Data drawn from a collection:
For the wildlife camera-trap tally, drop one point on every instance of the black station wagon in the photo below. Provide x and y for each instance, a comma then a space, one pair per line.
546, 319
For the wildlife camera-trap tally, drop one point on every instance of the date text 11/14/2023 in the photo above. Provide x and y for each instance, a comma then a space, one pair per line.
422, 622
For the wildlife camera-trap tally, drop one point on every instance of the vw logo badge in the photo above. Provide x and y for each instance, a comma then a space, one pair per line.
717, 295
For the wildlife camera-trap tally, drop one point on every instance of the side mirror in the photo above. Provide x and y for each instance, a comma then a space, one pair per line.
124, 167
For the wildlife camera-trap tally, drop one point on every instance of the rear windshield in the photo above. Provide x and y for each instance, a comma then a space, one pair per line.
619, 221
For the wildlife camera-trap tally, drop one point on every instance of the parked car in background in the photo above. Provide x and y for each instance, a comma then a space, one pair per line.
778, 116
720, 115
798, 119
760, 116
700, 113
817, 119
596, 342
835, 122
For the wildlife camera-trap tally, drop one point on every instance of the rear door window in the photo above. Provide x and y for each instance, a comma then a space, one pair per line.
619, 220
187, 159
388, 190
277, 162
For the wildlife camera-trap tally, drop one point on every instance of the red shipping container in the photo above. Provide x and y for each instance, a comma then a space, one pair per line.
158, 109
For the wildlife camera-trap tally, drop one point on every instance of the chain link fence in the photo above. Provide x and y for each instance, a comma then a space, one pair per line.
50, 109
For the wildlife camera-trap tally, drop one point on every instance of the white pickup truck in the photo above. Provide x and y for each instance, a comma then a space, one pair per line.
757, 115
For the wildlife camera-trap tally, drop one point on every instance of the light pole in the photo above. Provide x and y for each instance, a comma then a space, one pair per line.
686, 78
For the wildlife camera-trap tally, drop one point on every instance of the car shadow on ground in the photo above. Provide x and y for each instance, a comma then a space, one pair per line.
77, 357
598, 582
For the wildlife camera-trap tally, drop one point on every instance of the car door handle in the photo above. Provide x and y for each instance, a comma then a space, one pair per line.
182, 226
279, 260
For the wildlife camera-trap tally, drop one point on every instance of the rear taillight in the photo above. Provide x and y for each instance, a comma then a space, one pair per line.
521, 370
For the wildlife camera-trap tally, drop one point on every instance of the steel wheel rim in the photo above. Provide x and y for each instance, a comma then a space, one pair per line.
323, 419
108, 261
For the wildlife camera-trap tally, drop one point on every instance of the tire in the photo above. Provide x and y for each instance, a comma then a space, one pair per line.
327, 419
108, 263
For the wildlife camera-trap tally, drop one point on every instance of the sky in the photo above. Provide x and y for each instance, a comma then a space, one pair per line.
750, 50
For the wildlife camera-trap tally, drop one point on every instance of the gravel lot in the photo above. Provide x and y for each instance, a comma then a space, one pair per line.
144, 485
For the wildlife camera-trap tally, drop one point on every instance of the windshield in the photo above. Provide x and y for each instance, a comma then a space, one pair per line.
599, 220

What to do: Recast the records above as a numbered list, leaving out any blank lines.

The answer:
1. For the wildlife camera-trap tally, drop one point on every instance of the black station wagon in the photo below. Provide x and y for each instance, a comma then a space, one pair per line.
2. 546, 319
3. For the wildlife camera-trap tally, drop one point on every instance of the date text 11/14/2023 in the photo above. Provide x and y for each instance, a comma then a space, one pair per line.
4. 422, 622
5. For the wildlife camera-trap tally, drop one point on every instance of the vw logo badge in the photo above. Provide x and y for each instance, a comma then a space, one pair per line.
6. 717, 295
7. For the wildlife camera-trap tally, drop one point on every instance of the side mirror in the photo above. Provide x and y for each instance, a comma then a space, one pair per line.
8. 124, 167
9. For the wildlife camera-trap tally, drop one point on every instance of the rear windshield in the photo above. Provide x and y for each instance, a comma then a space, one pair per line.
10. 619, 221
11. For the wildlife camera-trap tally, drop one point on every instance of the parked car in background in the photo above. Provide x and y for each instance, a comma then a space, one pair per line.
12. 778, 116
13. 720, 115
14. 798, 119
15. 760, 116
16. 700, 113
17. 817, 119
18. 596, 342
19. 835, 122
20. For the wildlife camera-trap tally, drop one point on every instance of the rear door window in the photo above. Provide x and y for each instance, a comma then a space, one pair per line.
21. 619, 220
22. 187, 159
23. 388, 190
24. 277, 162
25. For the wildlife camera-trap tally, drop one point on every instance of the red shipping container in the photo above. Provide x and y for each instance, a comma then a space, one pair per line.
26. 158, 109
27. For the wildlife camera-trap tally, drop one point on every instance of the chain link fence in the photo above. Provide x and y for each instance, a comma then a space, one pair per line.
28. 50, 109
29. For the wildlife camera-trap tally, drop one point on every instance of the white pickup truck in the photo above. Provide x and y for each instance, a comma then a space, one pair per line.
30. 757, 115
31. For the wildlife camera-trap tally, drop one point on every instance of the light pole in the photo above. Provide x and y for each instance, a comma then a space, one pair per line.
32. 686, 78
33. For the wildlife camera-trap tally, drop one point on every instance of the car shadow on ground in the photo above. Provide x and y for each instance, a comma then a space, one pair per line.
34. 77, 357
35. 598, 582
36. For the wildlife camera-trap tally, drop one point on every instance of the car door handle in the photo above. Provide x and y for each instance, a comma then a space, one pair per line.
37. 182, 226
38. 279, 260
39. For the wildlife camera-trap tally, drop one point on every instance of the rear taillight in the photo above. Provide x and y for each instance, a comma then a space, one pair per line.
40. 521, 370
41. For the wildlife camera-trap tally, drop one point on every instance of the steel wheel rim in the photo above. Provide x and y for each instance, a comma then a space, one pair per line.
42. 323, 419
43. 108, 261
44. For the wildlife camera-trap tally, drop one point on every instance of the tire in the photo above. Provide x and y for each instance, a comma then a space, one pair per line.
45. 327, 419
46. 108, 263
47. For the wildlife camera-trap tally, drop one point on every instance of the sky in the photo above. Provide x and y for each instance, a comma then a space, one pair per line.
48. 750, 50
49. For the wildlife camera-trap tally, drop one point on every instance of the gravel lot in the photo above. Provide x and y for each instance, a comma then a space, one pair per line.
50. 144, 485
51. For the wildlife camera-trap tally, drop one point on every instance of the windshield in the photo above. Provide x and y for each instance, a comma then a space, one pair per line.
52. 599, 220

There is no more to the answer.